(Extracted data entries)
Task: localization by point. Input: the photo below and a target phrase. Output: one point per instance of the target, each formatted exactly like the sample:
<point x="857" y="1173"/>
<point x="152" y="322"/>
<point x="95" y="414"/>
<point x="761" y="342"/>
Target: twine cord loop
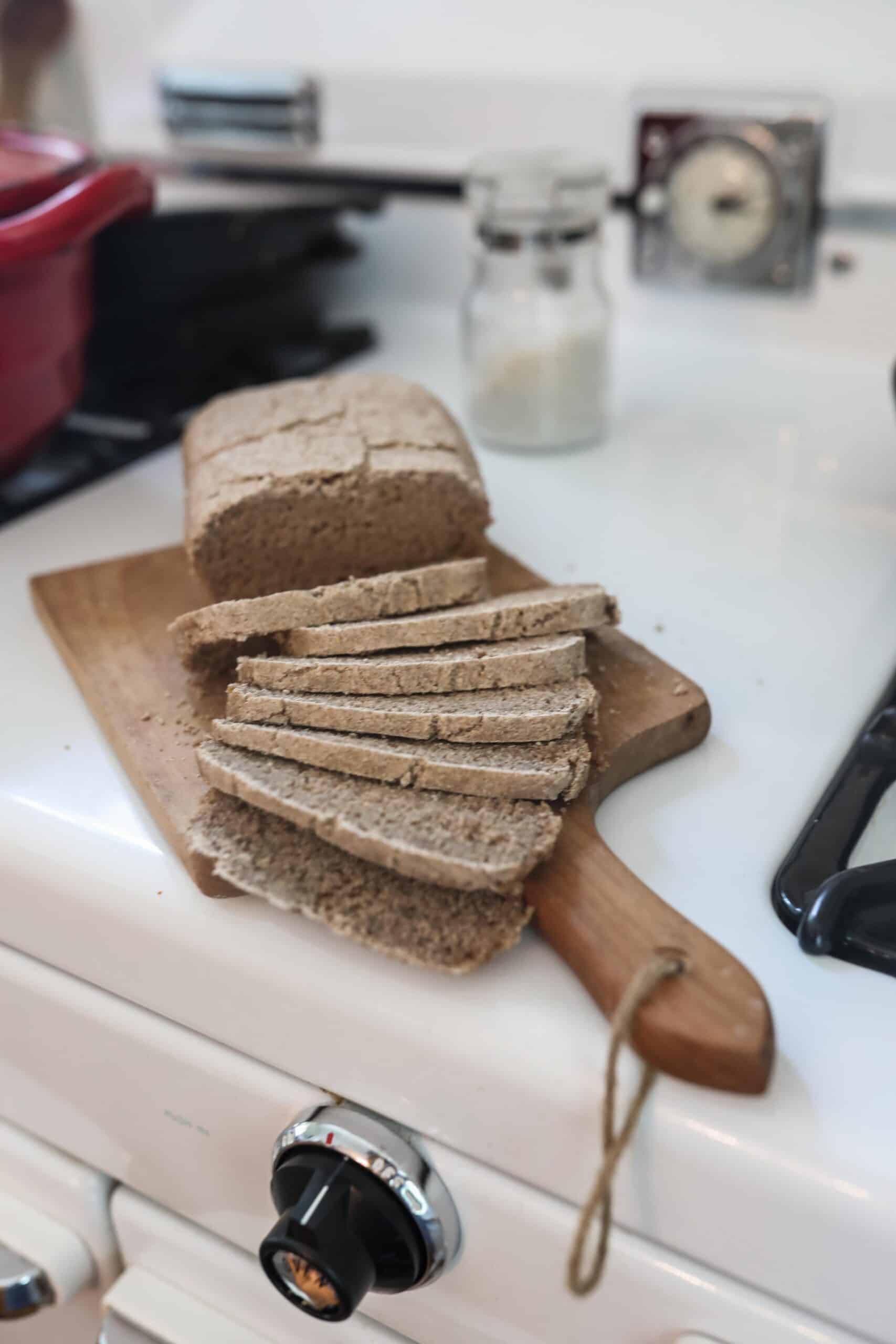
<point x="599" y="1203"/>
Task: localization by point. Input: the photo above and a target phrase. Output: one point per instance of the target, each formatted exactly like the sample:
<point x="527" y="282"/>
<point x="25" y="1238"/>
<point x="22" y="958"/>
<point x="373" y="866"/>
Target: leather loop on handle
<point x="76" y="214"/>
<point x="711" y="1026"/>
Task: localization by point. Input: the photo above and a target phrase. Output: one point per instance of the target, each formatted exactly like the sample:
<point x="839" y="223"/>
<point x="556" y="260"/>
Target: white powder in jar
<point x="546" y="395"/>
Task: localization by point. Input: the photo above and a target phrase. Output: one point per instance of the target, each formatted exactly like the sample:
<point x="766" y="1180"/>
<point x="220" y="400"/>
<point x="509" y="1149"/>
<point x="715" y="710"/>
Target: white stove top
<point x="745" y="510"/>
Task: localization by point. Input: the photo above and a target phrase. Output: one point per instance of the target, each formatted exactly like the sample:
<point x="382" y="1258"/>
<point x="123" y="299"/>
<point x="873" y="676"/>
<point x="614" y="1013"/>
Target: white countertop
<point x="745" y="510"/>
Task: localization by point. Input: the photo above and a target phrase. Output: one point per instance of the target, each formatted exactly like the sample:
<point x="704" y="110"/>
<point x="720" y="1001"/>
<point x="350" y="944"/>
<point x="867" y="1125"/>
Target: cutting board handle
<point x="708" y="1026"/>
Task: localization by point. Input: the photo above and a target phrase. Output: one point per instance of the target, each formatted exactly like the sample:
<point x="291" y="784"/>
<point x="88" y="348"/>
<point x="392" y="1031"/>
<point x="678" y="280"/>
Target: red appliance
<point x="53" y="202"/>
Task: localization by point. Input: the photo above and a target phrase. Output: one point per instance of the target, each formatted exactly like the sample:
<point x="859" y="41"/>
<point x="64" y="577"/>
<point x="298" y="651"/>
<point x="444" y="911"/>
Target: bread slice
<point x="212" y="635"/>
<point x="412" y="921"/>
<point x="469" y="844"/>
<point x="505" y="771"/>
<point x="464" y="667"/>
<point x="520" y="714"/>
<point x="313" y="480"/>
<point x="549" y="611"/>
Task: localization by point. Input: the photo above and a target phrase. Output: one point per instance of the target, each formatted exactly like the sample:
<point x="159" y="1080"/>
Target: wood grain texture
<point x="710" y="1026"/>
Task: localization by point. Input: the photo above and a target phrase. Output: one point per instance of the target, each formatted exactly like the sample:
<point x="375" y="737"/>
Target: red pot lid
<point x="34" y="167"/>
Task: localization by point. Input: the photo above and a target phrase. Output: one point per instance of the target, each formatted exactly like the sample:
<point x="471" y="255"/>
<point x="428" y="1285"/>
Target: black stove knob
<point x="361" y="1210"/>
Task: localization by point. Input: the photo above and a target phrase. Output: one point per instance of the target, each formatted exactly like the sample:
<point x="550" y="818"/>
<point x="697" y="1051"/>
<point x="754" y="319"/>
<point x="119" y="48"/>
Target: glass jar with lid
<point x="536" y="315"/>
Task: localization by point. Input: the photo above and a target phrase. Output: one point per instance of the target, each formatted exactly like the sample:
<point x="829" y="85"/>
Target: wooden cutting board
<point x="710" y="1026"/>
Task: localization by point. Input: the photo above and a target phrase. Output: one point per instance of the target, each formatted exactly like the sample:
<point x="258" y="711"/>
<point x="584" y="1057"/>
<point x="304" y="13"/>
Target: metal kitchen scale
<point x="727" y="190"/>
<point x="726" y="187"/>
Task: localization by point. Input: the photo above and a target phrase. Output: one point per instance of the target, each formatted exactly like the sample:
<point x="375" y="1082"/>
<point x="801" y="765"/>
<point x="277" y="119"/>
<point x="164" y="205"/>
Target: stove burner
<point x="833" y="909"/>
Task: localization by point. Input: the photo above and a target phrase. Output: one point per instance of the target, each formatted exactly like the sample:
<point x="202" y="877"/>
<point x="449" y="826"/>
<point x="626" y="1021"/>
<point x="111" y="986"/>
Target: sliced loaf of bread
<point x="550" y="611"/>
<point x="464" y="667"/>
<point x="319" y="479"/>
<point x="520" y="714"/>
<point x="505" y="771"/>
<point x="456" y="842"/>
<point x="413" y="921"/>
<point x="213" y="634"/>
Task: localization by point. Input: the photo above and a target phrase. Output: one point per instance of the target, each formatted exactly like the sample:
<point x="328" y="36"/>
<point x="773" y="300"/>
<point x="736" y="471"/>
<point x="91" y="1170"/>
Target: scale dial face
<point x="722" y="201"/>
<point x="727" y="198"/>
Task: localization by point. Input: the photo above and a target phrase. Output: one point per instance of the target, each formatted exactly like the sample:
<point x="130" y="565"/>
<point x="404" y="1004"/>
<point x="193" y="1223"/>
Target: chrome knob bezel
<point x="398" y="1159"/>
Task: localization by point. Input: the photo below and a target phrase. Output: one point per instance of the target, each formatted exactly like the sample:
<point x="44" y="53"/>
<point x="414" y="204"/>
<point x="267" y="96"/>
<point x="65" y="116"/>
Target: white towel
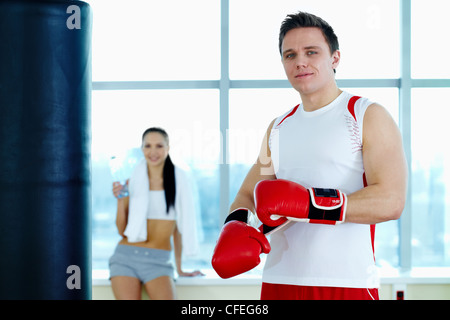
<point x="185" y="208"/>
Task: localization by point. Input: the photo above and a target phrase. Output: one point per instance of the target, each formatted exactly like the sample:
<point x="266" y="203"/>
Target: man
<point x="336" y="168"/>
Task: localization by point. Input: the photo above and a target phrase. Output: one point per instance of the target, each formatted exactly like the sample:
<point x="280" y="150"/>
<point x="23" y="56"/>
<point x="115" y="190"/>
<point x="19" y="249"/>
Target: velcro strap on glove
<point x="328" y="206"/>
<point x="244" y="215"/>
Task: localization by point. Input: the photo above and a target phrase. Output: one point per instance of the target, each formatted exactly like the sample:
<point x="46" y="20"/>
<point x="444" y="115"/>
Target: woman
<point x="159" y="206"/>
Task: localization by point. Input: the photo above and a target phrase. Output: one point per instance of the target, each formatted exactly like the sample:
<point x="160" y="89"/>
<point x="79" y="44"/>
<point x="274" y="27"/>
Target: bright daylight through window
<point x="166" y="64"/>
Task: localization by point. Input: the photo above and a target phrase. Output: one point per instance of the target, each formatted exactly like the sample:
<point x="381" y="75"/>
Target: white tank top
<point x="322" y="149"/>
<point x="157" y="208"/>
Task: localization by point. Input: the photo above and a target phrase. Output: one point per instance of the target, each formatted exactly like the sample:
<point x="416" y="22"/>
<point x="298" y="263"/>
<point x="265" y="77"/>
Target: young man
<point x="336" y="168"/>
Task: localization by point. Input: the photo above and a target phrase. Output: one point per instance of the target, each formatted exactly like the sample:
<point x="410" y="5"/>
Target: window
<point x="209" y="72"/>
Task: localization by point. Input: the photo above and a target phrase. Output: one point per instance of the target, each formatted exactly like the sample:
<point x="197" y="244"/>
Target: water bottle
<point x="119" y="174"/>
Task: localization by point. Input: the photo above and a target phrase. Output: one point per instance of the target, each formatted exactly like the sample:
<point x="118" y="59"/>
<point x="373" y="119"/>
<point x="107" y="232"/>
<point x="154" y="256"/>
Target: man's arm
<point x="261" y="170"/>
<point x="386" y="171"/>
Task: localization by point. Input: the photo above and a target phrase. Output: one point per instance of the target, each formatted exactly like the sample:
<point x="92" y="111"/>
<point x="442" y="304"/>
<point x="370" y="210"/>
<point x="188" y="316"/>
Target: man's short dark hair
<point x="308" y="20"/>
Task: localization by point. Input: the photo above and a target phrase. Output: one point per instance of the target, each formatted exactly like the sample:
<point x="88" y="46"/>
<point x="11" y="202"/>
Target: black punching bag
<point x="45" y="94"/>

#### What this task involves:
Repeat the material above verbatim, with no pictures in the output.

#### Output for this task:
Task: localization by point. Input: the photo below and a target phrase. Output: one point per instance of the target, each formatted exactly like the sample:
<point x="857" y="1173"/>
<point x="152" y="322"/>
<point x="95" y="414"/>
<point x="761" y="342"/>
Target: twine cord loop
<point x="599" y="1203"/>
Task: localization by point. Input: the photo above and a target phrase. Output: one point per instance of the target, each formatted exactly like the sample:
<point x="527" y="282"/>
<point x="25" y="1238"/>
<point x="22" y="958"/>
<point x="373" y="866"/>
Target: leather loop on handle
<point x="76" y="214"/>
<point x="711" y="1026"/>
Task: localization by point. Input: the photo above and a target phrase. Output: one point per instance of the target, each formatted exactly like the sample:
<point x="839" y="223"/>
<point x="556" y="260"/>
Target: white powder in jar
<point x="546" y="395"/>
Task: localization by point. Input: the photo above and a target phrase. Output: one point per instance of the target, each formatted exactly like the sample:
<point x="766" y="1180"/>
<point x="220" y="400"/>
<point x="509" y="1149"/>
<point x="715" y="710"/>
Target: white stove top
<point x="745" y="510"/>
Task: localization by point. Input: the photo above and a target phrase. Output: one point per instance of the target, each formatted exactly like the sample:
<point x="382" y="1258"/>
<point x="123" y="299"/>
<point x="873" y="676"/>
<point x="614" y="1013"/>
Target: white countertop
<point x="745" y="510"/>
Task: localization by point. Input: the photo above and a target phrase. Output: one point per instance of the target, each formatted exactly like the sample:
<point x="704" y="110"/>
<point x="720" y="1001"/>
<point x="350" y="944"/>
<point x="867" y="1125"/>
Target: cutting board handle
<point x="708" y="1026"/>
Task: localization by point. Input: the photo above and a target phrase. Output: one point per instance of the target, each formatted exactly like the sample:
<point x="291" y="784"/>
<point x="88" y="348"/>
<point x="392" y="1031"/>
<point x="678" y="280"/>
Target: red appliance
<point x="53" y="202"/>
Task: localization by point. Input: the photo above and a target phrase. Output: one point per instance of the target, each formatted exactly like the sample:
<point x="859" y="41"/>
<point x="64" y="577"/>
<point x="298" y="651"/>
<point x="444" y="911"/>
Target: bread slice
<point x="212" y="635"/>
<point x="412" y="921"/>
<point x="469" y="844"/>
<point x="505" y="771"/>
<point x="464" y="667"/>
<point x="520" y="714"/>
<point x="313" y="480"/>
<point x="549" y="611"/>
Task: localization by point. Input: the photo above and a target phrase. Output: one point per instance of the target, each formatted exactly like the sample:
<point x="159" y="1080"/>
Target: wood grain texture
<point x="710" y="1026"/>
Task: localization by point. Input: the photo above and a target phrase. Output: one point per instance of the target, each formatted exactly like the sample:
<point x="375" y="737"/>
Target: red pot lid
<point x="34" y="167"/>
Task: localization by point. Input: the photo above and a target phrase. Output: one point per instance of the target, each formatted exactly like the sample:
<point x="471" y="255"/>
<point x="428" y="1285"/>
Target: black stove knob
<point x="361" y="1210"/>
Task: localization by point. Input: the photo above and a target phrase. Output: one point per instance of the target, each formatted exactly like the sample:
<point x="550" y="818"/>
<point x="697" y="1051"/>
<point x="754" y="319"/>
<point x="119" y="48"/>
Target: glass jar with lid
<point x="536" y="315"/>
Task: localization by point. Input: the photo above and a target phrase. Output: one point per instance of the target, each formatted exactly like the sample:
<point x="829" y="85"/>
Target: wooden cutting board
<point x="710" y="1026"/>
Task: localization by point. Input: the photo above and a target phrase. Output: one point per instance of the target, each formatted exactly like the sample:
<point x="258" y="711"/>
<point x="584" y="1057"/>
<point x="304" y="13"/>
Target: metal kitchen scale
<point x="727" y="190"/>
<point x="726" y="187"/>
Task: localization by point. Input: the photo above and a target phrase. Output: one point per instance of the target, each formatted exactly like the sample:
<point x="375" y="1082"/>
<point x="801" y="765"/>
<point x="277" y="119"/>
<point x="164" y="205"/>
Target: stove burner
<point x="833" y="909"/>
Task: localization by point. Input: the photo above and a target phrase. Output: one point per instance of the target, each formatted exactly like the sample:
<point x="202" y="877"/>
<point x="449" y="826"/>
<point x="626" y="1021"/>
<point x="111" y="986"/>
Target: sliced loaf of bread
<point x="550" y="611"/>
<point x="464" y="667"/>
<point x="319" y="479"/>
<point x="520" y="714"/>
<point x="505" y="771"/>
<point x="456" y="842"/>
<point x="413" y="921"/>
<point x="213" y="634"/>
Task: localization by point. Input: the photo above and a target phrase. Output: one point per instance of the target, each formatted exactly like the sample:
<point x="328" y="36"/>
<point x="773" y="300"/>
<point x="736" y="471"/>
<point x="91" y="1170"/>
Target: scale dial face
<point x="722" y="201"/>
<point x="727" y="198"/>
Task: localization by point. Input: the photo above and a target phrase. Output: one point per instance of the target, each formatted exactly like the sample:
<point x="130" y="565"/>
<point x="404" y="1004"/>
<point x="193" y="1223"/>
Target: chrome knob bezel
<point x="398" y="1159"/>
Task: localization by point. Input: the photo below and a target phrase. Output: one point per instance of the target, each formatted exactly like the sample:
<point x="44" y="53"/>
<point x="414" y="204"/>
<point x="267" y="96"/>
<point x="65" y="116"/>
Target: white towel
<point x="185" y="208"/>
Task: localization by point. Input: the photo above and a target phrase. Output: one point per instance of the target, each formatted exactly like the sample:
<point x="266" y="203"/>
Target: man
<point x="336" y="168"/>
Task: localization by point. Input: the photo above and a target phrase. Output: one point per instance of the target, each formatted exactly like the sample:
<point x="280" y="150"/>
<point x="23" y="56"/>
<point x="115" y="190"/>
<point x="19" y="249"/>
Target: velcro strap on glove
<point x="328" y="206"/>
<point x="244" y="215"/>
Task: localization by point. Input: the photo above and a target phrase. Output: one point per instance of the target, each formatted exactly like the sample:
<point x="46" y="20"/>
<point x="444" y="115"/>
Target: woman
<point x="159" y="206"/>
Task: localization by point. Input: the photo above and a target phrase. Output: one point per instance of the target, each formatted exactly like the sample:
<point x="160" y="89"/>
<point x="79" y="44"/>
<point x="274" y="27"/>
Target: bright daylight through window
<point x="166" y="64"/>
Task: localization by point. Input: the photo above and a target phrase. Output: one point per instance of the target, each formatted exactly like the sample:
<point x="381" y="75"/>
Target: white tank top
<point x="322" y="149"/>
<point x="157" y="208"/>
Task: localization by point. Input: the photo above and a target phrase. Output: one point per instance of the target, each formatted exactly like the sample:
<point x="416" y="22"/>
<point x="298" y="263"/>
<point x="265" y="77"/>
Target: young man
<point x="336" y="168"/>
Task: localization by point. Input: the photo above and a target phrase. Output: one point per instance of the target, each formatted exactly like the sample:
<point x="410" y="5"/>
Target: window
<point x="209" y="72"/>
Task: localization by point. Input: the photo above and a target phrase. Output: one point per instance of the target, each formatted exactly like the sample:
<point x="197" y="244"/>
Target: water bottle
<point x="119" y="174"/>
Task: localization by point. Input: the photo above and a target phrase. Output: one point per instance of the target, each formatted exactly like the sample:
<point x="118" y="59"/>
<point x="373" y="119"/>
<point x="107" y="232"/>
<point x="154" y="256"/>
Target: man's arm
<point x="261" y="170"/>
<point x="386" y="171"/>
Task: localization by point. Input: the photo above and a target phrase. Output: one point per instance of the target, each formatted exactly like the sample:
<point x="92" y="111"/>
<point x="442" y="304"/>
<point x="370" y="210"/>
<point x="188" y="316"/>
Target: man's short dark hair
<point x="308" y="20"/>
Task: localization by point. Input: the photo above and a target phrase. Output: one point per instance of the target, each formatted exactly like the sample:
<point x="88" y="46"/>
<point x="11" y="202"/>
Target: black punching bag
<point x="45" y="94"/>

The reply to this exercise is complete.